● **TEXTABSCHNITT**
##############################
Less noise – more conversation.

 Lesedauer: 7 Minuten

Wenn sich alle Schleusen öffnen: Alleinheit und LSD

LSD, Ayahuasca oder Psilocybin: Substanzen und damit verbundene Rituale zur Erweiterung des spirituellen Bewusstseins sind in manchen sozialen Bubbles zum selbstverständlichen Teil der Lebensreise geworden. Grund genug fürs RefLab, sich kritisch und reflektiert mit diesem Trend auseinanderzusetzen.

Im folgenden Text schildert Leela Sutter, Autorin des RefLab-Podcasts «Holy Embodied», eine Erfahrung mit LSD. Wichtig zu betonen: Dieser Artikel ist keine Empfehlung, denn die Einnahme von bewusstseinserweiternden Substanzen ist mit grossen Risiken verbunden.

Neugierig, aber sorgfältig

Vor Jahren sagte mein Bruder zu mir: «Die einzige Substanz, die sich lohnt auszuprobieren, ist LSD. Alles ander isch Seich.» Der Satz blieb in meinem Gedächtnis. Gleichzeitig war ich stets extrem vorsichtig im Umgang mit Drogen und hatte ausser Marihuana, Alkohol und lustige Pflanzensämli keinerlei Erfahrung.

Mir war schon beim Kiffen klar: Das tut mir nicht sonderlich gut.

Damals fehlte mir der sichere Grund, den es braucht, um sich gehen lassen zu können.

Doch meine langjährige Meditationspraxis, die zu einer 24/7-Angelegenheit geworden ist, liess mich immer sicherer werden – und ich war neugierig. Neugierig, mit der gegebenen Sorgfalt zu entdecken, was es mit dieser Substanz auf sich hat.

Ohne dass ich mich aktiv darum bemüht hätte, kam ich dann über Umwege an LSD – und nahm an einem Silvesterabend vor ein paar Jahren eine erste Mikrodosis.

Lächerlich gute Laune

Laut Internet spüren die meisten Menschen diese Dosis nicht. Doch meine Jahre in der Stille sowie die Arbeit am immer wie freier und offener zu leben, machen mich auch in dieser Hinsicht super sensibel.

An jenem Abend hatte ich lächerlich gute Laune, habe getanzt, Farben bitz intensiver erlebt – mehr nicht.
##############################
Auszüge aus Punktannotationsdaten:
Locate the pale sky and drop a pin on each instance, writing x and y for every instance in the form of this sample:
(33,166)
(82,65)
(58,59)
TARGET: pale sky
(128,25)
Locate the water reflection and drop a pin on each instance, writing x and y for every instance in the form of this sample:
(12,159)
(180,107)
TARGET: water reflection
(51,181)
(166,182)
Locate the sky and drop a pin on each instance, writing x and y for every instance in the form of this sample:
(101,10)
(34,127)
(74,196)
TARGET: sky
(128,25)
##############################
● **ARBEITSANWEISUNGEN**
**a)** Übersetze aus dem Text über die LSD-Erfahrung den Satz «Damals fehlte mir der sichere Grund, den es braucht, um sich gehen lassen zu können.» ins Englische.
**b)** Setze bitte den Text über die LSD-Erfahrung im Anschluss an seinen letzten Satz fort.
Die Einträge stehen in keinem Zusammenhang mit dem Text über die LSD-Erfahrung.

● **LÖSUNGEN IM EINZELNEN**
**a)** Back then, I lacked the secure ground that is needed to be able to let go.

**b)**
Nach diesem ersten supervorsichtigen Zeh-in-den-Teich-Tunken folgten einige wenige weitere mikrodosierte Experimente; allein oder mit sehr selektiv ausgewählten Freunden.

Ich begann, mich bewusst langsam an eine «volle» Dosis heranzutasten, weil ich merkte – mein System kann damit umgehen. Ich hatte keine Angst, brauchte keine Angst zu haben davor, was sich da öffnet.

Wie Alice im Wunderland

Relativ spontan kam der Tag, an dem ein naher Freund und ich beschlossen: Heute ist es soweit. Wir hatten Zeit, Platz und beide genügend Stabilität.

Ich hole hier relativ weit aus, um nachvollziehbar zu machen, warum ich mich darauf einliess. Pure Neugier war es zum einen. Zum andern empfand ich es aber immer auch als eine Art Tor, die einer anderen Person erlaubt, in mein Erleben der Welt einzutauchen. So wie etwa der weisse Hase Alice ins Wunderland führt. Doch dazu später mehr.

Es ist mir zudem wichtig, zu zeigen: Ja, es war letztlich eine spontane Entscheidung, doch der gingen Jahre voraus, in denen ich mich herantastete.

Grösstes Glück und grösste Trauer

Zu Recht: Was auf die Einnahme folgte, waren Stunden, die schwer in Worte zu fassen sind. Ich sah das ewige Werden und Vergehen, sah, wie jeder Moment gemacht ist aus grösstem Glück und grösster Trauer, sah, dass Liebe und Tod zusammenfallen, ein und dieselbe Bewegung sind.

Sowohl diese Liebe, als auch die Trauer berührten mich im Allerininnersten meines Wesen und ich weinte, hemmungslos, wild, laut, ungefiltert.

Es gab ganz kurz so ein Aufflimmern von «Ui, ist das jetzt OK, mich einfach so gehen zu lassen?». Doch da war nicht genug von einem separaten Ich da, das hätte agieren können. Zudem war das genau der Punkt, darum ging es ja: mich gehen zu lassen. Nichts zurückzuhalten aus Angst.

Ich spürte Durst, hatte aber keine Ahnung, wie trinken geht.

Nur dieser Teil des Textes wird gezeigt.